Set exercise - Can you write out the lines from the one containing "of the shower" through the end of the records, switching "glass panel" to "glass door" and keeping everything else unchanged?

Data entries
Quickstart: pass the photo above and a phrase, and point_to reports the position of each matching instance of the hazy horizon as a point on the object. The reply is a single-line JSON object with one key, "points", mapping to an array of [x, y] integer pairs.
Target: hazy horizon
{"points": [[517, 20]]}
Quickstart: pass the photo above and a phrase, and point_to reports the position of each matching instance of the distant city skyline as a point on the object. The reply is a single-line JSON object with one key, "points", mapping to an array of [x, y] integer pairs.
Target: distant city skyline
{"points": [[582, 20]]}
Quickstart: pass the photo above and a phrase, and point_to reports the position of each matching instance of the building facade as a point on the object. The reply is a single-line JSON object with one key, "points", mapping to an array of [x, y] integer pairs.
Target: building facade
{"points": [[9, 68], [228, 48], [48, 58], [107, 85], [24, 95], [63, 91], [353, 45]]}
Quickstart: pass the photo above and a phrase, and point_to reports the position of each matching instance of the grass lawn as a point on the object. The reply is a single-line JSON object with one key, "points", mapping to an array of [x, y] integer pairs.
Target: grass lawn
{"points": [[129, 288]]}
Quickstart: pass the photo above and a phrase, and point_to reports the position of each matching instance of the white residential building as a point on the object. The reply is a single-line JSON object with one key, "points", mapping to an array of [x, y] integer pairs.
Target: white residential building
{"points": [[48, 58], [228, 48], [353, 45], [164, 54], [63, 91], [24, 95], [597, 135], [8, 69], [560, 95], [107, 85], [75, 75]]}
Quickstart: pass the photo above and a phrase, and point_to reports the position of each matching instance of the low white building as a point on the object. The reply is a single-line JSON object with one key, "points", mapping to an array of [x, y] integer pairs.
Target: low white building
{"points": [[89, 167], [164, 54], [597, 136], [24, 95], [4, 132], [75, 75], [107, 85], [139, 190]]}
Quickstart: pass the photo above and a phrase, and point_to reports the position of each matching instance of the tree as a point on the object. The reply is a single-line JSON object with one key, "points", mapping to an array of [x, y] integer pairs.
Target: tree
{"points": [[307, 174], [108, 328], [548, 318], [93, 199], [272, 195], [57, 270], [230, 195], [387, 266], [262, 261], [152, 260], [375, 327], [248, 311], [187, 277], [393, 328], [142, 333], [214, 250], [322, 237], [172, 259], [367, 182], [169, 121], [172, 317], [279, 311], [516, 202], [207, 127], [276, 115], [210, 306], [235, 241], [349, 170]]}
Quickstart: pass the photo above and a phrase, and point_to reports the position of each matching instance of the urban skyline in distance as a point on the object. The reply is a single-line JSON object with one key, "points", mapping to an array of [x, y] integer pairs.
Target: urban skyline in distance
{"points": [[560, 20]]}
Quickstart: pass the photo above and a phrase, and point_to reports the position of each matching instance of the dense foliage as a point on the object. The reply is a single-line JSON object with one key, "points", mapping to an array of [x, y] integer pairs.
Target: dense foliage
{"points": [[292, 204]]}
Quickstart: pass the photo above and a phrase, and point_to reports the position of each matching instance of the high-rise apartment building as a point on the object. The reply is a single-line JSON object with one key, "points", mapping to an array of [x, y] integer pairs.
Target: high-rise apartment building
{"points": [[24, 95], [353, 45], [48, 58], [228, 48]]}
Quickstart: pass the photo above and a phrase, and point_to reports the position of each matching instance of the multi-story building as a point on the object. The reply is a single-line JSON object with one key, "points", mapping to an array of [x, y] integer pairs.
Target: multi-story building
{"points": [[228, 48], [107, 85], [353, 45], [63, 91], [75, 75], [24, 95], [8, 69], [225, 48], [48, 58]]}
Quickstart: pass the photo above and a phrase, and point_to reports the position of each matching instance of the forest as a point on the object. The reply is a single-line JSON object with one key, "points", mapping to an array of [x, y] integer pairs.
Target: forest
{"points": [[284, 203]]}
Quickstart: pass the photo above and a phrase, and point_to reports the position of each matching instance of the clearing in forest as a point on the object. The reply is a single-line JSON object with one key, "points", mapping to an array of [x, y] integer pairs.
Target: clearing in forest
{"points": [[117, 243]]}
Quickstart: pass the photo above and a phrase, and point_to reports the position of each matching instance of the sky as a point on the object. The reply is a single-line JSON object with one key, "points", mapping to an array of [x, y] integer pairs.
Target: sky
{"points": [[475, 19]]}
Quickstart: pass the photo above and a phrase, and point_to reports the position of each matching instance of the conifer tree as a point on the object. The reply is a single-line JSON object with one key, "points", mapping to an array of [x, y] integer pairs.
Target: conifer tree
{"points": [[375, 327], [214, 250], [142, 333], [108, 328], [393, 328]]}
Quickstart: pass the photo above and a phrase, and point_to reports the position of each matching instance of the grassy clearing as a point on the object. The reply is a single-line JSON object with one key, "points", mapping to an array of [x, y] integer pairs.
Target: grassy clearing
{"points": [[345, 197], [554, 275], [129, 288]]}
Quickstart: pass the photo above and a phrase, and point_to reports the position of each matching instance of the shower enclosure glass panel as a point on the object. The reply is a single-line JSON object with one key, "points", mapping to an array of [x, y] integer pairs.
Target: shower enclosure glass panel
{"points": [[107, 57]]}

Solution to this problem -
Quickstart: pass the photo above and a phrase, and point_to reports the position of each matching instance of the shower enclosure glass door as a point on the object. The reply is a single-line JSON object with one key, "points", mapping to an array of [x, y] integer pairs.
Target: shower enclosure glass door
{"points": [[107, 57]]}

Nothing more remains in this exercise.